Data items:
================

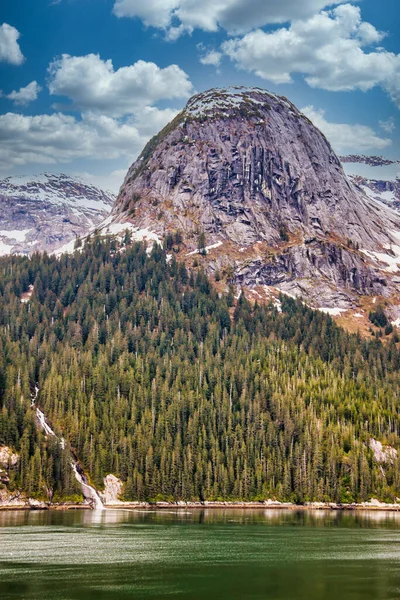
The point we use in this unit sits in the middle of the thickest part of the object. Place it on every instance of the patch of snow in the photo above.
(66, 249)
(5, 248)
(334, 312)
(207, 248)
(15, 234)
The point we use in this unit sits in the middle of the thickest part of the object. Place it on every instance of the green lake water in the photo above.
(193, 555)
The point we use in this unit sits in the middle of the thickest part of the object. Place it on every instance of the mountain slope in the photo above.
(183, 394)
(47, 212)
(246, 169)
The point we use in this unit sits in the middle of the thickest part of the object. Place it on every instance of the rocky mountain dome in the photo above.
(48, 212)
(245, 174)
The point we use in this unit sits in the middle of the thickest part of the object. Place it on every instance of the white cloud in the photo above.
(25, 95)
(389, 126)
(346, 139)
(93, 85)
(10, 51)
(59, 138)
(235, 16)
(328, 49)
(212, 57)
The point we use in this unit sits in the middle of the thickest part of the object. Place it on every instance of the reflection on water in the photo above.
(195, 554)
(87, 518)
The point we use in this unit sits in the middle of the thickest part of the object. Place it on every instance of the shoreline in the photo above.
(374, 506)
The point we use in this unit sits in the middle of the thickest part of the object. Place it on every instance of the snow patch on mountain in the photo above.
(48, 212)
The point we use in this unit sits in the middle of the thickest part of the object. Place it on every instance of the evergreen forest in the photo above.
(149, 374)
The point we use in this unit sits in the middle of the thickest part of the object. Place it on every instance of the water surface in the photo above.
(193, 555)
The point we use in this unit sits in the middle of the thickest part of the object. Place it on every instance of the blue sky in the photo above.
(85, 83)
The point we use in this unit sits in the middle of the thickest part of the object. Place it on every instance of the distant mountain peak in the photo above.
(244, 170)
(48, 211)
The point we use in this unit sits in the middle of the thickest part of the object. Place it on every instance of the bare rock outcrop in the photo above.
(112, 489)
(250, 171)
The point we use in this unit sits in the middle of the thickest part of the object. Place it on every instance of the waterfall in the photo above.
(87, 490)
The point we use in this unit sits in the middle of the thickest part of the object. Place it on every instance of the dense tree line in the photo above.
(148, 374)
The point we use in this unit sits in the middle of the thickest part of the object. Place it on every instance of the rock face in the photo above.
(8, 460)
(387, 192)
(382, 454)
(112, 489)
(252, 173)
(47, 212)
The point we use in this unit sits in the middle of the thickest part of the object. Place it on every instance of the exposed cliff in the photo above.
(46, 212)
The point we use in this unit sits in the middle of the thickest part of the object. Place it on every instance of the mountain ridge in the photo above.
(48, 212)
(250, 173)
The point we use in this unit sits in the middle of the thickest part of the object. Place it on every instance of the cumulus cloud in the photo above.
(10, 51)
(328, 49)
(105, 181)
(235, 16)
(25, 95)
(60, 138)
(346, 138)
(93, 85)
(389, 126)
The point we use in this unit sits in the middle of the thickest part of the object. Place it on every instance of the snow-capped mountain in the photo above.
(242, 174)
(48, 212)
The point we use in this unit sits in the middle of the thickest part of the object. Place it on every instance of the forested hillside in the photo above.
(148, 374)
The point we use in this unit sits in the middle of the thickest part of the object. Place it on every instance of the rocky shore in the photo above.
(372, 505)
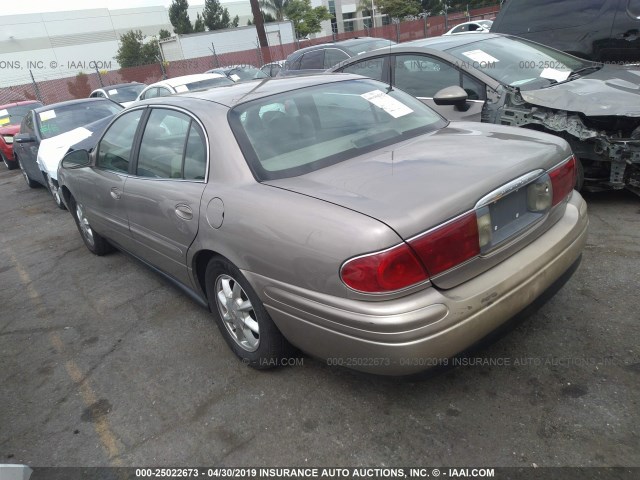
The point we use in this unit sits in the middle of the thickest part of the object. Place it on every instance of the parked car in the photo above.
(123, 93)
(476, 26)
(47, 122)
(183, 84)
(318, 58)
(11, 115)
(239, 73)
(333, 214)
(52, 150)
(272, 69)
(599, 30)
(511, 81)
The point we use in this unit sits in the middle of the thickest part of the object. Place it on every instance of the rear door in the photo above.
(163, 196)
(102, 189)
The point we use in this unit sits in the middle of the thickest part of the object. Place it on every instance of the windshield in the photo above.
(14, 115)
(63, 119)
(203, 84)
(126, 93)
(518, 62)
(303, 130)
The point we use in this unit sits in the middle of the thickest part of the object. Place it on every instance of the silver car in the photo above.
(333, 214)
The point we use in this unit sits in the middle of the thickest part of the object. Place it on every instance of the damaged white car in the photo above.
(511, 81)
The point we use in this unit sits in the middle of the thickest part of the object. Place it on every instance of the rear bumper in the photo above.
(412, 333)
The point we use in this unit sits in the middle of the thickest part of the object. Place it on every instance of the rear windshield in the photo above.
(127, 93)
(59, 120)
(14, 115)
(300, 131)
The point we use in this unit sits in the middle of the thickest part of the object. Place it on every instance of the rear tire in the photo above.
(96, 244)
(241, 317)
(31, 183)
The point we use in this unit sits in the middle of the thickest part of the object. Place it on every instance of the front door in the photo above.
(163, 195)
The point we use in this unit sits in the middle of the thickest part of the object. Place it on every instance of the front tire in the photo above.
(241, 317)
(11, 165)
(96, 244)
(31, 183)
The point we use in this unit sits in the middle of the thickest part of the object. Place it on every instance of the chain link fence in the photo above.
(51, 90)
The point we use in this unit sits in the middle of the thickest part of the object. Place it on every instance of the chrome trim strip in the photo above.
(506, 189)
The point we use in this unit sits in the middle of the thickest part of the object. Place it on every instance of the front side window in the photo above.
(114, 150)
(172, 146)
(333, 56)
(311, 128)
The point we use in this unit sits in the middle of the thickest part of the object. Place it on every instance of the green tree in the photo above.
(134, 50)
(179, 17)
(399, 8)
(215, 15)
(306, 19)
(277, 7)
(79, 88)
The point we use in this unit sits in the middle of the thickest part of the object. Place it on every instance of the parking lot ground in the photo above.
(104, 364)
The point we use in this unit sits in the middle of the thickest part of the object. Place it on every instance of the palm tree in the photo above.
(276, 7)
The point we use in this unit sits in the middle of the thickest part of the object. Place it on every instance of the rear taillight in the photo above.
(449, 245)
(385, 271)
(563, 179)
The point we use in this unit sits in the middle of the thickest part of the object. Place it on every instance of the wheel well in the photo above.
(200, 262)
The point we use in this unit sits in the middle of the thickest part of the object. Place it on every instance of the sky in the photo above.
(15, 7)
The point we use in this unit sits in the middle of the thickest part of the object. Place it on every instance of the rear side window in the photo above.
(371, 67)
(524, 16)
(172, 147)
(114, 150)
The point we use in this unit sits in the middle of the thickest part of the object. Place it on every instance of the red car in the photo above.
(11, 116)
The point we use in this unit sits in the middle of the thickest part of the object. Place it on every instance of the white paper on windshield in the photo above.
(553, 74)
(47, 115)
(389, 104)
(480, 56)
(52, 150)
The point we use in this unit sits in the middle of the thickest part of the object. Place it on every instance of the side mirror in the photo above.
(76, 159)
(452, 96)
(24, 138)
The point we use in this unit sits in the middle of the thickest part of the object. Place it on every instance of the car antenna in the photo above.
(390, 89)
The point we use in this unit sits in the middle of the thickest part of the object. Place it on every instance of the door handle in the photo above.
(184, 211)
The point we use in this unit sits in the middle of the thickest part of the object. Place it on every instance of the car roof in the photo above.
(184, 79)
(232, 95)
(350, 42)
(117, 85)
(15, 104)
(449, 41)
(71, 102)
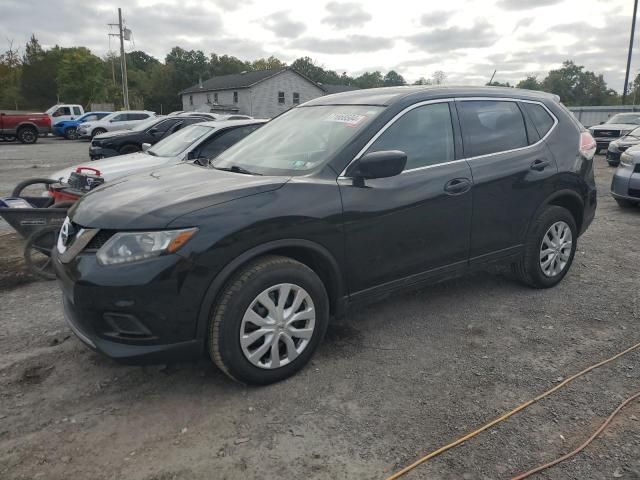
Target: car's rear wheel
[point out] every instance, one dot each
(129, 149)
(549, 248)
(268, 321)
(28, 135)
(624, 203)
(98, 131)
(71, 133)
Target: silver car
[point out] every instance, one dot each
(620, 145)
(199, 142)
(625, 185)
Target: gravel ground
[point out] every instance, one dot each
(390, 383)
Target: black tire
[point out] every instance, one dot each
(28, 135)
(98, 131)
(624, 203)
(17, 191)
(528, 269)
(37, 252)
(236, 297)
(126, 149)
(71, 133)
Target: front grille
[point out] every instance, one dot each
(99, 239)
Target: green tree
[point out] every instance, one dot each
(267, 63)
(81, 77)
(369, 80)
(529, 83)
(393, 78)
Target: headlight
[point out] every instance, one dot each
(626, 160)
(125, 247)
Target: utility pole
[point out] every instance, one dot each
(633, 29)
(123, 59)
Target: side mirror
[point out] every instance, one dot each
(383, 164)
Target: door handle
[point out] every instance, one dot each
(457, 186)
(539, 165)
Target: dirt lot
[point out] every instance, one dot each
(390, 382)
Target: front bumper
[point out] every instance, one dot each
(96, 152)
(140, 313)
(625, 183)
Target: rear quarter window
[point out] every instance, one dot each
(490, 126)
(540, 117)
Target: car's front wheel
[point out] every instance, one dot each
(268, 321)
(549, 248)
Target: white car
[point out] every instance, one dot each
(200, 142)
(115, 121)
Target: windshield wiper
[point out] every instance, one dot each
(236, 169)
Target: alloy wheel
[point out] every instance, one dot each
(555, 249)
(277, 326)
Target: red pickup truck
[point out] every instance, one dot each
(23, 126)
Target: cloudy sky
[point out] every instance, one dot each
(466, 39)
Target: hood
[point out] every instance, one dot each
(115, 167)
(614, 126)
(109, 135)
(155, 198)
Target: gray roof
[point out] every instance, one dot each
(335, 88)
(239, 80)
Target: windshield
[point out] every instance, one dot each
(298, 141)
(146, 124)
(177, 143)
(625, 118)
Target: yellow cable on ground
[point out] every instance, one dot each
(526, 404)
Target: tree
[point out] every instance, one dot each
(80, 76)
(529, 83)
(369, 80)
(393, 78)
(267, 63)
(422, 81)
(499, 84)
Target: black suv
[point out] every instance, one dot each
(337, 202)
(122, 142)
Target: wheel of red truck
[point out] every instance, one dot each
(28, 135)
(268, 321)
(71, 133)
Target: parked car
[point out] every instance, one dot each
(625, 184)
(151, 131)
(62, 112)
(201, 142)
(616, 147)
(216, 116)
(337, 202)
(24, 127)
(617, 126)
(114, 121)
(69, 128)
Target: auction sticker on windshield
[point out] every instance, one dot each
(350, 119)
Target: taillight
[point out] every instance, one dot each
(588, 145)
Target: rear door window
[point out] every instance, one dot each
(425, 134)
(490, 126)
(540, 117)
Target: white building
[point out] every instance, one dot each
(261, 93)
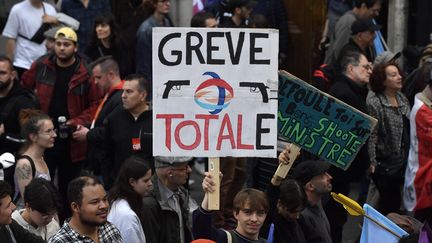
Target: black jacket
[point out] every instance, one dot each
(285, 231)
(10, 141)
(22, 100)
(354, 95)
(161, 224)
(19, 233)
(120, 128)
(96, 136)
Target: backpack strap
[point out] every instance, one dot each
(8, 107)
(33, 166)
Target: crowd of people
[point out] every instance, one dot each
(76, 111)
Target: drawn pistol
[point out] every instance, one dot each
(253, 88)
(174, 85)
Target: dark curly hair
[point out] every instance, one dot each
(134, 167)
(108, 19)
(379, 75)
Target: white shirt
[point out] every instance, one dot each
(126, 220)
(45, 232)
(24, 19)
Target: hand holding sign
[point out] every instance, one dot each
(286, 159)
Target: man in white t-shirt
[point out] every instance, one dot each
(24, 21)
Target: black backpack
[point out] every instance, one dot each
(9, 172)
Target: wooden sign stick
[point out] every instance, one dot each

================

Quote the data above from the line containing "Target: front grille" to the line containing "Target: utility pole", inclusive, and stop.

Target: front grille
[point out] every instance, one dot each
(99, 239)
Target: green tree
[point out] every instance, one dot each
(267, 63)
(81, 77)
(369, 80)
(529, 83)
(393, 78)
Target: headlight
[point out] every instance, one dot each
(626, 160)
(125, 247)
Target: utility pole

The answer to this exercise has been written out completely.